## Work to do
Reproduce exactly the line in which "Find the power" occurs and all the lines after it, ending with the last line.

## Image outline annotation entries
_____
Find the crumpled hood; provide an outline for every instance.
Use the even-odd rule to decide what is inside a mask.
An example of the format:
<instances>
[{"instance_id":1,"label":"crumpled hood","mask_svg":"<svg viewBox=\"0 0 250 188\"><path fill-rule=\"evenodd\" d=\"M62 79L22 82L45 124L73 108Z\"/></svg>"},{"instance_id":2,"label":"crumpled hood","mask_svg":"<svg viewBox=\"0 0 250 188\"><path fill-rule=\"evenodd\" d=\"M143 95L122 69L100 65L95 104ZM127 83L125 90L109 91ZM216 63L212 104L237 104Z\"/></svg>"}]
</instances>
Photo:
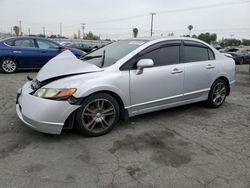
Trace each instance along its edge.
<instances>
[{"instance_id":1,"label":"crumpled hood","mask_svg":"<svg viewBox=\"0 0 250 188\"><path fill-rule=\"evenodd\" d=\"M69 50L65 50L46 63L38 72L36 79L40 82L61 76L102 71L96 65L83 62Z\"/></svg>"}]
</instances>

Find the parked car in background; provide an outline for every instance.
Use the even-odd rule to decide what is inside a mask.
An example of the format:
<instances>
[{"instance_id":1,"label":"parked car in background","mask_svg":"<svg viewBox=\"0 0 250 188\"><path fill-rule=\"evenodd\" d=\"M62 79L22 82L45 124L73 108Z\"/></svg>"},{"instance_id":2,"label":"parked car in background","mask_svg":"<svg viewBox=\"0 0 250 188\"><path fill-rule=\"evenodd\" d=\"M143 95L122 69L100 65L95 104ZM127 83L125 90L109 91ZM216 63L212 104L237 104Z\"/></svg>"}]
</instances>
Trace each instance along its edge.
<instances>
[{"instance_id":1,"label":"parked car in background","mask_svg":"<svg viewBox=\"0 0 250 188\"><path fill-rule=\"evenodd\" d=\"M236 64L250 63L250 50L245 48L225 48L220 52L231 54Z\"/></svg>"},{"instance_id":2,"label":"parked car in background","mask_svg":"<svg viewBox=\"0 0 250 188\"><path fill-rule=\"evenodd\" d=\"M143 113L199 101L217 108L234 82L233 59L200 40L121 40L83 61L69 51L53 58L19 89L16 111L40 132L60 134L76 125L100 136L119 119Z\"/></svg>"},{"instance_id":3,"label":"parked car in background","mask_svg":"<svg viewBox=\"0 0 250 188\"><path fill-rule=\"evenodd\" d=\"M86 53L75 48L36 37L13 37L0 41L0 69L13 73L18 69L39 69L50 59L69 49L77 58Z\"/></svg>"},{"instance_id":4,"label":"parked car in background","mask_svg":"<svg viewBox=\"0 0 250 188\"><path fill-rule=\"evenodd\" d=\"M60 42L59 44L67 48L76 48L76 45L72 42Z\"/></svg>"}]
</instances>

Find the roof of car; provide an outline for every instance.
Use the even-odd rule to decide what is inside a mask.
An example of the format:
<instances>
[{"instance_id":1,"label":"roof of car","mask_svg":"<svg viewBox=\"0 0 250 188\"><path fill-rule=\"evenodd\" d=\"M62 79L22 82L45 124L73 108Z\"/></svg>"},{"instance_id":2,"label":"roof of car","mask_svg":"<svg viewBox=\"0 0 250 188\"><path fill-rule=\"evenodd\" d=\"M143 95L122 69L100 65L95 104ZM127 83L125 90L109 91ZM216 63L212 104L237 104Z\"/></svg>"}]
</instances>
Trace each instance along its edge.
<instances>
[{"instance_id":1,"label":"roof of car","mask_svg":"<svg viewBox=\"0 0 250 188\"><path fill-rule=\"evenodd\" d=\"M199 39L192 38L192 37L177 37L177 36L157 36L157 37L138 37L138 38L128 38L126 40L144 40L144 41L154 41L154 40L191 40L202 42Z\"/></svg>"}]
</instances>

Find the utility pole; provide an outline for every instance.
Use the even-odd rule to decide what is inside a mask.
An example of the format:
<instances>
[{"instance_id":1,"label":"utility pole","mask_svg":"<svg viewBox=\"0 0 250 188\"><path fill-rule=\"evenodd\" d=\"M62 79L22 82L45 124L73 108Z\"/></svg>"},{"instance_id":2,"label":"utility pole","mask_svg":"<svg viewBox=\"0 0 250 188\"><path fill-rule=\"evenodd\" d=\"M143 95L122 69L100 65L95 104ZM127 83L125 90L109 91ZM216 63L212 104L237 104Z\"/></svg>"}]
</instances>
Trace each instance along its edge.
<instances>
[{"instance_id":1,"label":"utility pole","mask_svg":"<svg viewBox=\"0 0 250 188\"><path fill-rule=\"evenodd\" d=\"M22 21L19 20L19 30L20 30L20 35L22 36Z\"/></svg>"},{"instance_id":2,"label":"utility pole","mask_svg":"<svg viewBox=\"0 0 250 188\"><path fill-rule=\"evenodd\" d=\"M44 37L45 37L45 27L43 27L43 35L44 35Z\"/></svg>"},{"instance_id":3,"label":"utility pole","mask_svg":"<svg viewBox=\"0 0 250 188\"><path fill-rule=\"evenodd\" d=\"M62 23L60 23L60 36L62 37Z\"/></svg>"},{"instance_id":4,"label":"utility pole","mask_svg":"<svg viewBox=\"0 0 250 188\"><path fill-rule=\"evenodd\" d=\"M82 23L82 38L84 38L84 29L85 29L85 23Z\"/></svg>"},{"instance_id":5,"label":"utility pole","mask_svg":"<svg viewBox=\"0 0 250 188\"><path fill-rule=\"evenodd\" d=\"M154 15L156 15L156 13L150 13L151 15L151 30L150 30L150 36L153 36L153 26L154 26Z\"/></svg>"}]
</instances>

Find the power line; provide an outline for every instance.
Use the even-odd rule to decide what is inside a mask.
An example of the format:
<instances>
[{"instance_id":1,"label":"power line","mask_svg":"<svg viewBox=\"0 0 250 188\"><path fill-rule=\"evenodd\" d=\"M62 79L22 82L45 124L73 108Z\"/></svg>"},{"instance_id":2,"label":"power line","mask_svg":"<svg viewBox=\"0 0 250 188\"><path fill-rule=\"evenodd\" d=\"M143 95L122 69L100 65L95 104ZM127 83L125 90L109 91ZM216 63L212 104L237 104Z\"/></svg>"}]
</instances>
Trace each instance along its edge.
_____
## Output below
Find the power line; provide an outline for every instance.
Use the even-odd rule to decide what is inside a mask.
An example of the format:
<instances>
[{"instance_id":1,"label":"power line","mask_svg":"<svg viewBox=\"0 0 250 188\"><path fill-rule=\"evenodd\" d=\"M62 79L22 82L45 124L73 108Z\"/></svg>"},{"instance_id":2,"label":"power line","mask_svg":"<svg viewBox=\"0 0 250 188\"><path fill-rule=\"evenodd\" d=\"M143 95L122 69L100 65L95 104ZM127 83L125 90L109 91ZM216 63L212 104L237 104Z\"/></svg>"}]
</instances>
Trace each instance along its edge.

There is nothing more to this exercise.